El inicio de esta sección trata de Jacinta Marto; recuerdo cómo ella era un alma dulce pero terca, y peleaba con su hermano con frecuencia como sucede comúnmente entre hermanos. Cuando las cosas no se hacían como ella quería, generalmente se enfurruñaba. Antes de las apariciones ella era caprichosa y vivaz. Sin embargo, luego de las visitas de la Virgen María, se volvió mucho más seria y generosa. Ofreció todo en su vida por la conversión de los pecadores, incluso darle su almuerzo a los animales que cuidaba.
Fue dicho cambio en ella que su familia, y todos aquellos que la conocían bien, reconocieron como la señal más convincente de que lo que dijo que había ocurrido, verdaderamente había ocurrido. Aunque era muy joven, Jacinta poseía una fortaleza interior sólida, la cual fue necesaria cuando la gente comenzó a burlarse de ellos. Las personas del pueblo donde vivían les arrojaban piedras, incluso en algunas ocasiones cuando se dirigían a la Cova da Iria para presenciar las apariciones según el plan.
Su diagnóstico fue “pleuresía purulenta de la cavidad grande izquierda, e inflamación ósea de la séptima y octava costillas del mismo costado.” En otras palabras, la membrana de su pecho estaba inflamada y secretaba pus. Además, sus huesos estaban inflamados y habían causado un absceso, lo cual era muy doloroso y requería de cuidado diario.
La Virgen María le había contado sobre todos los hospitales en los que estaría y que moriría sola. También le dijo que vendría por ella muy pronto y que cuando lo hiciera su dolor la dejaría. Jacinta le comentó todo esto a la madre del orfanato quien documentó todo lo que le dijo, y que posteriormente sucedió justo como lo había dicho – de acuerdo a lo anunciado, ella estuvo en bastantes hospitales, murió exactamente en el momento anunciado por la Virgen María, y efectivamente se encontraba sola y lejos de casa cuando sucedió.
Me dirijo a la última estación de esta sección donde el alguacil estaba cuando lo vi, no hace más de 20 minutos. Es una foto con fecha del 12 de septiembre de 1935, donde se ve a un sacerdote inclinándose sobre el rostro descubierto de Jacinta Marto. Le doy un vistazo rápido a la inscripción en busca de las palabras que de seguro fueron leídas por el alguacil hace unos momentos.

**Tareas:**
(a) Responda, según el texto sobre Jacinta Marto:
(i) ¿Qué hacía ella generalmente cuando las cosas no se hacían como quería?
(ii) ¿Quién documentó todo lo que Jacinta le comentó?
(iii) ¿Qué fecha tiene la foto en la que un sacerdote se inclina sobre su rostro?
(b) Reproduzca el fragmento del texto sobre Jacinta Marto desde "Su diagnóstico fue" hasta "de cuidado diario.", ambos incluidos, y cambie "muy doloroso" por "sumamente doloroso".
Las líneas constituyen un material independiente del texto sobre Jacinta Marto.

**Datos proporcionados:**
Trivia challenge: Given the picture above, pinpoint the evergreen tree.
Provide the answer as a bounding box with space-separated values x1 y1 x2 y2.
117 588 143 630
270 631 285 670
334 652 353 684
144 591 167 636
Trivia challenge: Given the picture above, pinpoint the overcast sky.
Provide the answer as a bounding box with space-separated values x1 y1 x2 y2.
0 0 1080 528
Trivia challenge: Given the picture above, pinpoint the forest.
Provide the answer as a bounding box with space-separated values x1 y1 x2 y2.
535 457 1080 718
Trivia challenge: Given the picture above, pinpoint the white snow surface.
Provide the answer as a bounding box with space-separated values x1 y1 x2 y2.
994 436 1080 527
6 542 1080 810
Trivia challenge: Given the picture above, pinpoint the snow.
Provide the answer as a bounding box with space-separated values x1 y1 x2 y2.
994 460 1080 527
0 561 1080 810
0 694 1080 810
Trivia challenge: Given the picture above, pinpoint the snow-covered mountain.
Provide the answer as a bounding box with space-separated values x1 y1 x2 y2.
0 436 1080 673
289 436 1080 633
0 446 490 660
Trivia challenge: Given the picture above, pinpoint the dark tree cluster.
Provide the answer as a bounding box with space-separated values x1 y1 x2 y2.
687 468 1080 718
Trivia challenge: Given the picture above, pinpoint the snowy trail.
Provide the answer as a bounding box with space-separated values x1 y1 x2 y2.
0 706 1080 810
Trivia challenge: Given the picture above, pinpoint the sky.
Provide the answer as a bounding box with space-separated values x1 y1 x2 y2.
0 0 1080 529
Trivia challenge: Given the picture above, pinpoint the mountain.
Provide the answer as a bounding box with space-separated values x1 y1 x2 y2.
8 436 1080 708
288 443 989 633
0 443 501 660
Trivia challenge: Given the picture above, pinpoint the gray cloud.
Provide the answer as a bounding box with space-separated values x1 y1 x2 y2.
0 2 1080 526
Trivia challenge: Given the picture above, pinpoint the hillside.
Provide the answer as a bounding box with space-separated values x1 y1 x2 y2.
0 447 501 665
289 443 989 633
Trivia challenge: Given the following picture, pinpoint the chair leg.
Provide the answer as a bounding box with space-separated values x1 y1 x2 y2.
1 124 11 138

**Respuestas por tarea:**
(a)
(i) Se enfurruñaba.
(ii) La madre del orfanato.
(iii) El 12 de septiembre de 1935.

(b)
Su diagnóstico fue “pleuresía purulenta de la cavidad grande izquierda, e inflamación ósea de la séptima y octava costillas del mismo costado.” En otras palabras, la membrana de su pecho estaba inflamada y secretaba pus. Además, sus huesos estaban inflamados y habían causado un absceso, lo cual era sumamente doloroso y requería de cuidado diario.